##### Rows

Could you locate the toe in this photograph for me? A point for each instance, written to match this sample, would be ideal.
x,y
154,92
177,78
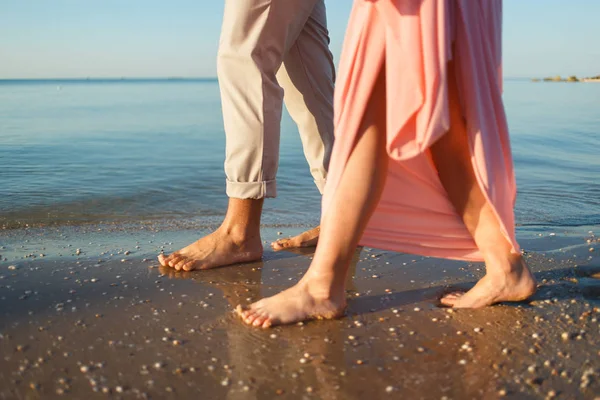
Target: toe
x,y
180,264
188,266
267,323
173,260
280,244
162,260
260,319
249,316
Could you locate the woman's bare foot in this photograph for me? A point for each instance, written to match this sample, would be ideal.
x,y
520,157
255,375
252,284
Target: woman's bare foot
x,y
517,284
218,249
309,299
305,239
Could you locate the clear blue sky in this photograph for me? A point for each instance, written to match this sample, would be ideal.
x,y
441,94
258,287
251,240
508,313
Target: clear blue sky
x,y
157,38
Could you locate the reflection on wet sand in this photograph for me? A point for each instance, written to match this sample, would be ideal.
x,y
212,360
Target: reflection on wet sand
x,y
273,357
101,322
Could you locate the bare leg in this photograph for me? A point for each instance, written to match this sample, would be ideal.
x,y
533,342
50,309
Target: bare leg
x,y
237,240
507,276
321,291
305,239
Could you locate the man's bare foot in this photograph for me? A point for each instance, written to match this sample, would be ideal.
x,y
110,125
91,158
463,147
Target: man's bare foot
x,y
301,302
305,239
516,285
218,249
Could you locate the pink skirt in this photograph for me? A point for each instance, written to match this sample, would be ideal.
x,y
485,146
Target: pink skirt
x,y
416,39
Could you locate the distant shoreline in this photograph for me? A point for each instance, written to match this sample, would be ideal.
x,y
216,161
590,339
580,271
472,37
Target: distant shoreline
x,y
101,80
571,78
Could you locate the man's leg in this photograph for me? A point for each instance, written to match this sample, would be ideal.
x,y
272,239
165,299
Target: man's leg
x,y
255,36
307,76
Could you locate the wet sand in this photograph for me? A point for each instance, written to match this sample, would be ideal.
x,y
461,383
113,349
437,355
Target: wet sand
x,y
96,317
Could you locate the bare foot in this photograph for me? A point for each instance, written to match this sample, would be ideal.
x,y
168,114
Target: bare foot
x,y
516,285
218,249
305,239
299,303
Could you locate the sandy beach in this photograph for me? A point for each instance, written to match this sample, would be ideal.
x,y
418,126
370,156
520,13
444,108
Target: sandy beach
x,y
87,312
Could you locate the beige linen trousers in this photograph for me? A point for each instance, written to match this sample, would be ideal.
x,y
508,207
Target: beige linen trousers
x,y
272,51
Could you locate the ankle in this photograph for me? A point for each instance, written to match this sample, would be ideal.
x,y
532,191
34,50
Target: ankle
x,y
323,286
504,263
240,233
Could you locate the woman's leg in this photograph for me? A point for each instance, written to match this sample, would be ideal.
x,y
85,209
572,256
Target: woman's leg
x,y
321,291
507,276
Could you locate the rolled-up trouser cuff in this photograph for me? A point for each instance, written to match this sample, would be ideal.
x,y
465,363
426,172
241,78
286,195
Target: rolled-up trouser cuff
x,y
252,190
320,185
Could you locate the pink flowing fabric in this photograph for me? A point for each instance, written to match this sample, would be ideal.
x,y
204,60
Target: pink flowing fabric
x,y
416,39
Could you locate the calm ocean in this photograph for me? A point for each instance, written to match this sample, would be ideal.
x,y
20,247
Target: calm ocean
x,y
75,152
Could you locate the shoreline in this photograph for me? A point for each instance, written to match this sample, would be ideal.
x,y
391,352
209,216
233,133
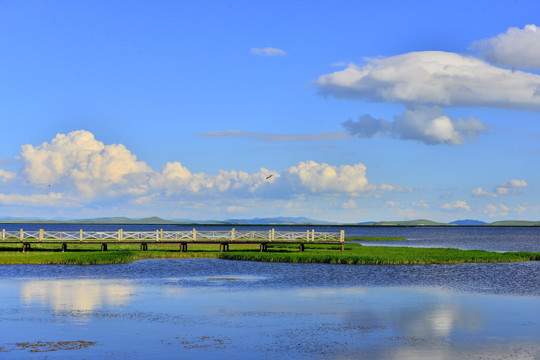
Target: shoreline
x,y
354,254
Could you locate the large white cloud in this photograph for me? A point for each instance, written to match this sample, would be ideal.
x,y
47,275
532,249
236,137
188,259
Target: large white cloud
x,y
91,166
86,168
504,188
425,124
315,177
434,78
517,48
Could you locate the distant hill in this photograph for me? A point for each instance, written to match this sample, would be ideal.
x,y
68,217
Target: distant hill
x,y
122,220
279,221
468,222
420,222
262,221
515,223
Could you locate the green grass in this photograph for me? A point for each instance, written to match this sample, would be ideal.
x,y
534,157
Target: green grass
x,y
314,253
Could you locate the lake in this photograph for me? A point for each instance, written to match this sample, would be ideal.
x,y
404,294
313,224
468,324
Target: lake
x,y
214,309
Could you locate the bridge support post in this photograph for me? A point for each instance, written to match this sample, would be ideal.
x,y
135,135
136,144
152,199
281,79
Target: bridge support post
x,y
224,247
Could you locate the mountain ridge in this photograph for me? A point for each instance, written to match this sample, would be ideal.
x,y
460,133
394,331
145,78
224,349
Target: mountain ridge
x,y
281,220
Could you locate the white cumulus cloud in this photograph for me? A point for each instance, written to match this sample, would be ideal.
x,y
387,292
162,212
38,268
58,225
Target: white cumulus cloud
x,y
517,48
315,177
428,125
456,205
434,78
504,188
88,164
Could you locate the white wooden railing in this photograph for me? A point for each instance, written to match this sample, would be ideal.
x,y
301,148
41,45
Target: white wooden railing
x,y
164,236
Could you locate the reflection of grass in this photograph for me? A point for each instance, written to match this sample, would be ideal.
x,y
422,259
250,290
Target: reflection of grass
x,y
314,253
45,346
374,238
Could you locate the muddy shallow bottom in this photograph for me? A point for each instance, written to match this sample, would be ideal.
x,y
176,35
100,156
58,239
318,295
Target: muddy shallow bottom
x,y
213,309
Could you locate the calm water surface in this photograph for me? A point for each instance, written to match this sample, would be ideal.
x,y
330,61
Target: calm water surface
x,y
215,309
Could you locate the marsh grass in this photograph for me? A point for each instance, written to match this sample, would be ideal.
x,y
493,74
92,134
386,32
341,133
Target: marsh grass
x,y
314,253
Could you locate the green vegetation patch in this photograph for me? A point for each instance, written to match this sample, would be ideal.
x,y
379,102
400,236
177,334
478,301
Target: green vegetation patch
x,y
314,253
46,346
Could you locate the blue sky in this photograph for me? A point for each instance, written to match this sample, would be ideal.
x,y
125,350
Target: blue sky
x,y
360,111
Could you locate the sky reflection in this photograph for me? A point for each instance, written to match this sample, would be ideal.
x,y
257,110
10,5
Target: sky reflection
x,y
77,294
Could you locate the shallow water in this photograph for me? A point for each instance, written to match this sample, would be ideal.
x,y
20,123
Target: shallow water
x,y
208,308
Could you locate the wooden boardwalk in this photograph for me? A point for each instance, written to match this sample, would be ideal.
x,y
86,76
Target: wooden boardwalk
x,y
181,238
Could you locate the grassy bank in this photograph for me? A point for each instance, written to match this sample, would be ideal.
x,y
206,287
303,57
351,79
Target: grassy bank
x,y
353,254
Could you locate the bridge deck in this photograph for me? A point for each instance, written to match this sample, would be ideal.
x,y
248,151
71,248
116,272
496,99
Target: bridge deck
x,y
181,238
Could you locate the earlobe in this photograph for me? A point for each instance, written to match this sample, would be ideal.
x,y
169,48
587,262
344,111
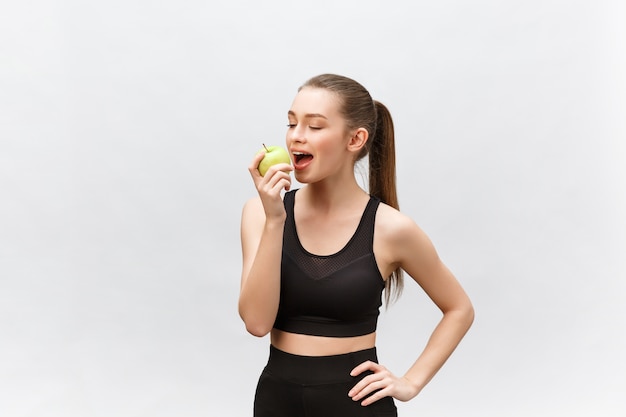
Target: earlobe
x,y
358,140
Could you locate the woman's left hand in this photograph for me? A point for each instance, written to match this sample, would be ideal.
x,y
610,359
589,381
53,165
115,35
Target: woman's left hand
x,y
383,382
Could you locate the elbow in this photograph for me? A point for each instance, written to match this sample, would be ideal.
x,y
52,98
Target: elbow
x,y
258,331
256,327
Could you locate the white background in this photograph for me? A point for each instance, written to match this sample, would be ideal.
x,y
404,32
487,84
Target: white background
x,y
126,128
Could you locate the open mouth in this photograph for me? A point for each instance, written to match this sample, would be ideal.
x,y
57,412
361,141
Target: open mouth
x,y
301,159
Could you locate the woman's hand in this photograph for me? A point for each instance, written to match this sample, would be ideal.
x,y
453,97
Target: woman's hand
x,y
270,186
382,383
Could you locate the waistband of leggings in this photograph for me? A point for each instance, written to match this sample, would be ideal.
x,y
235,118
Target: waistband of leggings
x,y
317,369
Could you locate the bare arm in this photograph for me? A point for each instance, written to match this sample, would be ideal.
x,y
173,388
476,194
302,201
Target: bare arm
x,y
262,225
413,251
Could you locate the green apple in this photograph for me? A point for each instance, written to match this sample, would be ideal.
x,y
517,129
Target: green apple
x,y
273,155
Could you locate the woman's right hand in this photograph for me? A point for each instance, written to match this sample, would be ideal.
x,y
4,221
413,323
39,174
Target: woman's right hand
x,y
270,186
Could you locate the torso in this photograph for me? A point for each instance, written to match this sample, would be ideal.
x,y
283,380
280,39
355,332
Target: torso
x,y
322,239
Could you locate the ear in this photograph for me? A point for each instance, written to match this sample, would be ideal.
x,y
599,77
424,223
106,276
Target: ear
x,y
358,140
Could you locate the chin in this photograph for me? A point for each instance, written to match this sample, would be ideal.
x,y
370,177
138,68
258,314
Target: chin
x,y
302,179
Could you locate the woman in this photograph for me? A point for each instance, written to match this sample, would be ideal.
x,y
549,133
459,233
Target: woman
x,y
315,263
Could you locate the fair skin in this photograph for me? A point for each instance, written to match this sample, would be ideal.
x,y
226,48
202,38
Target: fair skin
x,y
327,211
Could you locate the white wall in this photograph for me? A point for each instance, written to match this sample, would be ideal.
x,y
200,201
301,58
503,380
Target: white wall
x,y
125,131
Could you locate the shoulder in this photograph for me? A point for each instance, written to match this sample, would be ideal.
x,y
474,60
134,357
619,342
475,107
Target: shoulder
x,y
400,232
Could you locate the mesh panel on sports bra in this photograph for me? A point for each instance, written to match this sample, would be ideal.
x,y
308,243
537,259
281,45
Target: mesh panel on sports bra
x,y
321,266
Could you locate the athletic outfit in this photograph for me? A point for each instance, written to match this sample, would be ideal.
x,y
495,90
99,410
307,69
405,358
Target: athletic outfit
x,y
335,295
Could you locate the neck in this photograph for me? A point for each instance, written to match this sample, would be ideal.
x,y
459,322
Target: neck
x,y
327,195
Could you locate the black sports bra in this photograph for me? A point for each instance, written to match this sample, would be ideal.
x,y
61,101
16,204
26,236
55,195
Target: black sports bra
x,y
335,295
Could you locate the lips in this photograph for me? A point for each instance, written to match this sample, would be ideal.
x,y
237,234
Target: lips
x,y
301,159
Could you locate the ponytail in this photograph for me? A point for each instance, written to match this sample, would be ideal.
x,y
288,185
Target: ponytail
x,y
360,110
382,158
382,179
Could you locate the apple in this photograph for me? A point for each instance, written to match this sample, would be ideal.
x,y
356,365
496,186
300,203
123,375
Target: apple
x,y
273,155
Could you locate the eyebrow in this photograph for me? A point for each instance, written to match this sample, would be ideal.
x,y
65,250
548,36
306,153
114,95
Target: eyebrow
x,y
308,115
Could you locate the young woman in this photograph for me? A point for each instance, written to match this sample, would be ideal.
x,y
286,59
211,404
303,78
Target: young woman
x,y
316,262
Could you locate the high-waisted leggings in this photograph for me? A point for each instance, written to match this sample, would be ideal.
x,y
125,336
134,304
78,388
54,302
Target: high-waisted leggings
x,y
315,386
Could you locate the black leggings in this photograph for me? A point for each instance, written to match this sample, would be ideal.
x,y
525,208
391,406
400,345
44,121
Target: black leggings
x,y
315,386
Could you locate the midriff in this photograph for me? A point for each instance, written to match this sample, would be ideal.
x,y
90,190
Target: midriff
x,y
307,345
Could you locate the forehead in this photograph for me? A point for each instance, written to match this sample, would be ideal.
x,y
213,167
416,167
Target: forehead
x,y
315,101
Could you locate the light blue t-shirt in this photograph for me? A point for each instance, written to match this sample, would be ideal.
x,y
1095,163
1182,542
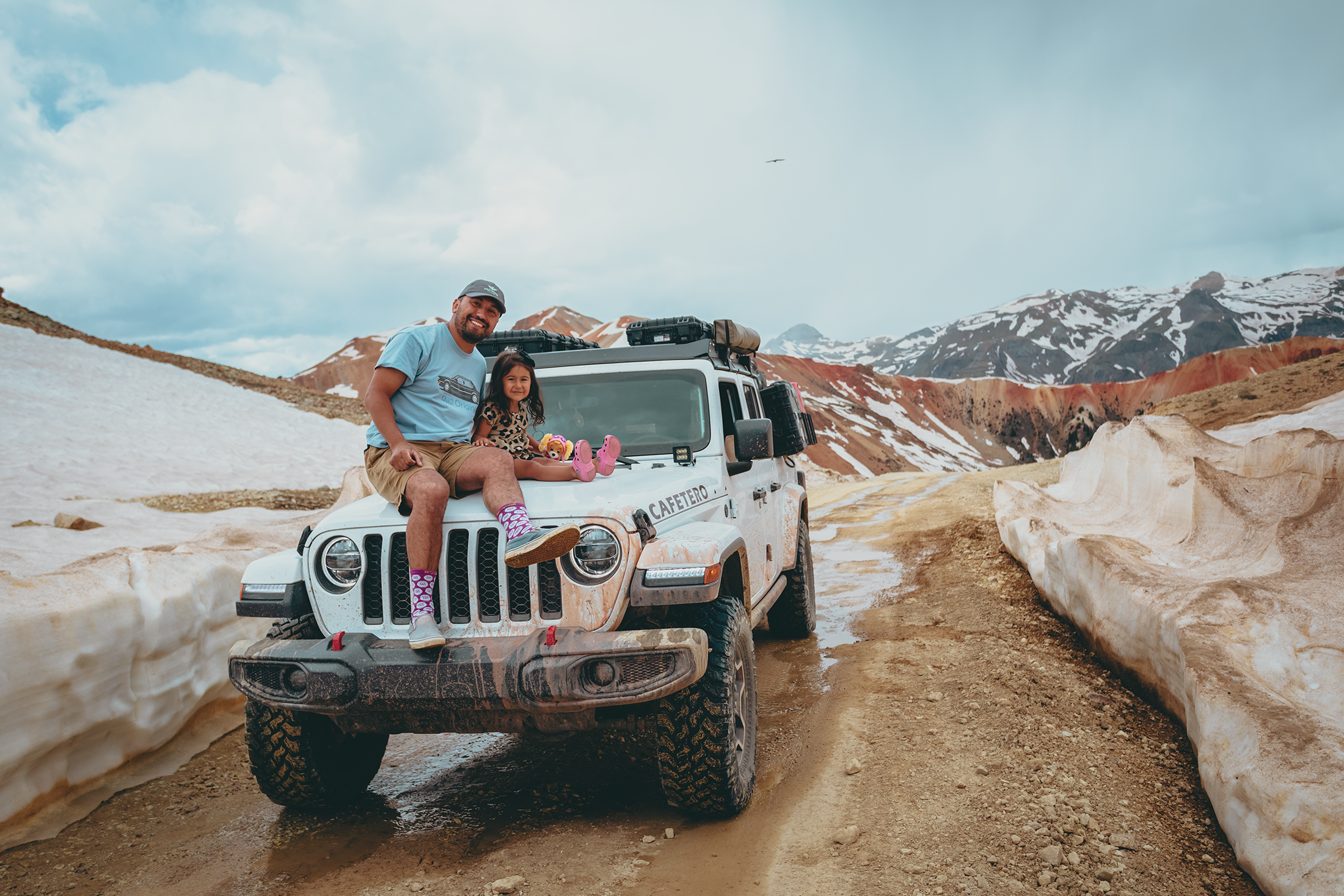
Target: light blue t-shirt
x,y
437,402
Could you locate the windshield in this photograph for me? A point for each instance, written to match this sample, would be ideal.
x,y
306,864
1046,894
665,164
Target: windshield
x,y
651,412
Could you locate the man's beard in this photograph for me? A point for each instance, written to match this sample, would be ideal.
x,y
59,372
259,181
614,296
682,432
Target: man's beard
x,y
461,322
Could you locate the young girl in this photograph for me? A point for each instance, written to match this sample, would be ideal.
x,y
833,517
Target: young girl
x,y
514,403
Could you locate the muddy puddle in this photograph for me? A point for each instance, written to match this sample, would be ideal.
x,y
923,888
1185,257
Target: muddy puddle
x,y
475,792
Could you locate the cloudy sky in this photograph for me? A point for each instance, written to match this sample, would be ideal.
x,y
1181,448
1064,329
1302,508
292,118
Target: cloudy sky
x,y
257,182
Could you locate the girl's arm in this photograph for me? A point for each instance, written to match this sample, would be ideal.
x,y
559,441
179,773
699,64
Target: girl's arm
x,y
480,433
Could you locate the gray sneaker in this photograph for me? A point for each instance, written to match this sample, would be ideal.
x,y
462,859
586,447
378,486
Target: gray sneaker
x,y
425,635
541,546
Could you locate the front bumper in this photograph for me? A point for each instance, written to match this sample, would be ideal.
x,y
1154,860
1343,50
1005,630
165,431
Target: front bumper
x,y
471,677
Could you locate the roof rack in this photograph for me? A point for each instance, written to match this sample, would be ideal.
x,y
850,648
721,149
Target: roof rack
x,y
533,341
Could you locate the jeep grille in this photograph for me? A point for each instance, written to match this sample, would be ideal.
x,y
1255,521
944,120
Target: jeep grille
x,y
387,597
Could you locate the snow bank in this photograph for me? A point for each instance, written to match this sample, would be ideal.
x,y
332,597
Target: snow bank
x,y
1326,414
1213,573
90,423
108,658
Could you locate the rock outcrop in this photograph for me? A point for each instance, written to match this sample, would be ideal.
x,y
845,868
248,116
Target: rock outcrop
x,y
1211,574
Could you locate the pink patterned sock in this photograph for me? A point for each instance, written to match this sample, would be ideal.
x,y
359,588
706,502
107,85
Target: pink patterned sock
x,y
422,593
515,520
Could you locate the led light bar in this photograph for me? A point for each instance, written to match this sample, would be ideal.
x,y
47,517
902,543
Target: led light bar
x,y
674,577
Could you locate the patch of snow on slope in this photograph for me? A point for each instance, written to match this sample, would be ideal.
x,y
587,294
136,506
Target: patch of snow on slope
x,y
1326,415
1211,573
90,423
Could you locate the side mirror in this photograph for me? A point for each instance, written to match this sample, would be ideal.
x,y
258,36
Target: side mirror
x,y
754,440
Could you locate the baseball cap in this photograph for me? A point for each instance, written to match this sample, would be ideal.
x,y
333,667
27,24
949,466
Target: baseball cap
x,y
487,289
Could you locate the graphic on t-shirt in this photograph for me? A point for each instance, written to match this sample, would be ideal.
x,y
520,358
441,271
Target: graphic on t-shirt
x,y
460,387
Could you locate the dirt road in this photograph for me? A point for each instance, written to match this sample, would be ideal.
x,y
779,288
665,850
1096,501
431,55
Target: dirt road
x,y
988,751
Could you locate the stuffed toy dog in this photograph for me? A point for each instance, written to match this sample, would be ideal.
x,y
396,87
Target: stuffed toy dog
x,y
557,446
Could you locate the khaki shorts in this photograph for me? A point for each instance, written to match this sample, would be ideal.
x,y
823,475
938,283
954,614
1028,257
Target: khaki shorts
x,y
445,457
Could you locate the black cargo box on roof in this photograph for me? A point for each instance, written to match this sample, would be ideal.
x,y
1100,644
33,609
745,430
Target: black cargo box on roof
x,y
534,341
794,429
677,331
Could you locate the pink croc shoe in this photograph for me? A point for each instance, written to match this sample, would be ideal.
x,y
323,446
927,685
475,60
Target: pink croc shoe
x,y
607,454
583,461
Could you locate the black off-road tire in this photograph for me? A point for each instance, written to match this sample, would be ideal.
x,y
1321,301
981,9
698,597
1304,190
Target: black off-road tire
x,y
795,614
301,759
706,734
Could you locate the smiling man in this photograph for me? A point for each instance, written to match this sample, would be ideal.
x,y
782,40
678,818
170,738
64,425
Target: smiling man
x,y
422,398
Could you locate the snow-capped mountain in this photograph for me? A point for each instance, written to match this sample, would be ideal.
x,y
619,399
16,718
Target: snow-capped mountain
x,y
1098,338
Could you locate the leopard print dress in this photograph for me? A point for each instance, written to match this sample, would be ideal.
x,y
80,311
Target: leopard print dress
x,y
508,430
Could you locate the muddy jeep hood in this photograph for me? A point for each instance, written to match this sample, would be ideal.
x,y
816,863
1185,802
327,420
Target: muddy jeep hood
x,y
671,496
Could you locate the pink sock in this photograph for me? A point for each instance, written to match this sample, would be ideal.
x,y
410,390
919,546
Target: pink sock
x,y
422,593
515,520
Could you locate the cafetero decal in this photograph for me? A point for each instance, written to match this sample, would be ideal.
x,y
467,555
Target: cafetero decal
x,y
679,501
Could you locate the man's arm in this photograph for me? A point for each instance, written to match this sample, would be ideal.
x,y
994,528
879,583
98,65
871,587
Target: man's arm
x,y
378,401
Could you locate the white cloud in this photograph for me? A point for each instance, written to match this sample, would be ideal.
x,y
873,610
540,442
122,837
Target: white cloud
x,y
612,156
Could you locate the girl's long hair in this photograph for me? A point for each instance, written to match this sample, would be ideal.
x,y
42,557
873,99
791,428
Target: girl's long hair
x,y
495,395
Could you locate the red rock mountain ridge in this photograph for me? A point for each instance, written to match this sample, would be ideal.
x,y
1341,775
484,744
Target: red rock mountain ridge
x,y
871,423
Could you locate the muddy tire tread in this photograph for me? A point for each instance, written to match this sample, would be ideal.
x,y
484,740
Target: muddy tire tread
x,y
301,759
694,735
795,614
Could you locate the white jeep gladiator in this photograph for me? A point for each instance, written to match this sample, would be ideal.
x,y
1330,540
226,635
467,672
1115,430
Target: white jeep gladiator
x,y
698,536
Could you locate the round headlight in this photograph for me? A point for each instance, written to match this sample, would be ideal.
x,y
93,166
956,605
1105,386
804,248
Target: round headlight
x,y
596,558
341,563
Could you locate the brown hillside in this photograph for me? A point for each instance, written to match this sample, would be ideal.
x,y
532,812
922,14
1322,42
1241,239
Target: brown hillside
x,y
1266,394
301,396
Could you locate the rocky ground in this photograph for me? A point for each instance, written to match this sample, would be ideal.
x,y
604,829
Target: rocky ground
x,y
269,499
943,734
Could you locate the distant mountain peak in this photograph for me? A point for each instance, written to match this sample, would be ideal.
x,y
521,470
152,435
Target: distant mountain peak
x,y
1089,336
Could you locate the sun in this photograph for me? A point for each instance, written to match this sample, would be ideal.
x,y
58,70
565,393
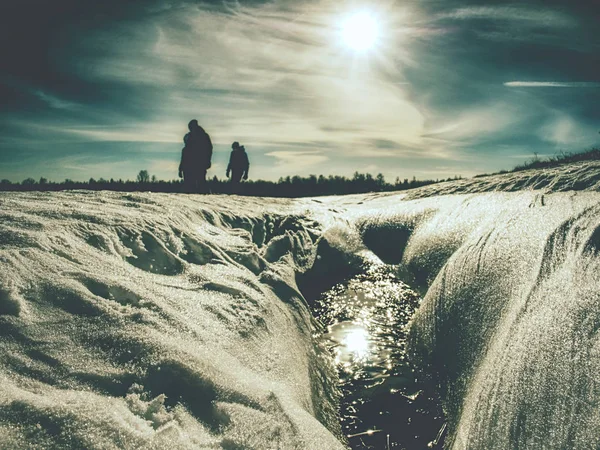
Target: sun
x,y
360,31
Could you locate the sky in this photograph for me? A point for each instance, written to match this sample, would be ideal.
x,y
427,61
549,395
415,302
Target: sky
x,y
425,88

##########

### [What you will do]
Copy out the lines word for word, starting with the line that contains "Could you locate the sun" and going on through the final line. Leave the pictures out of your copy.

### [Solution]
Could you locate the sun in this photograph for me? A point for each instance, written to match this sample, would be ideal.
x,y
58,70
565,393
Target: sun
x,y
360,31
Could you locate the sky in this photograph for me? A point for each instance, written to match this sample, would be ideal.
x,y
427,61
549,395
415,302
Target: sky
x,y
425,88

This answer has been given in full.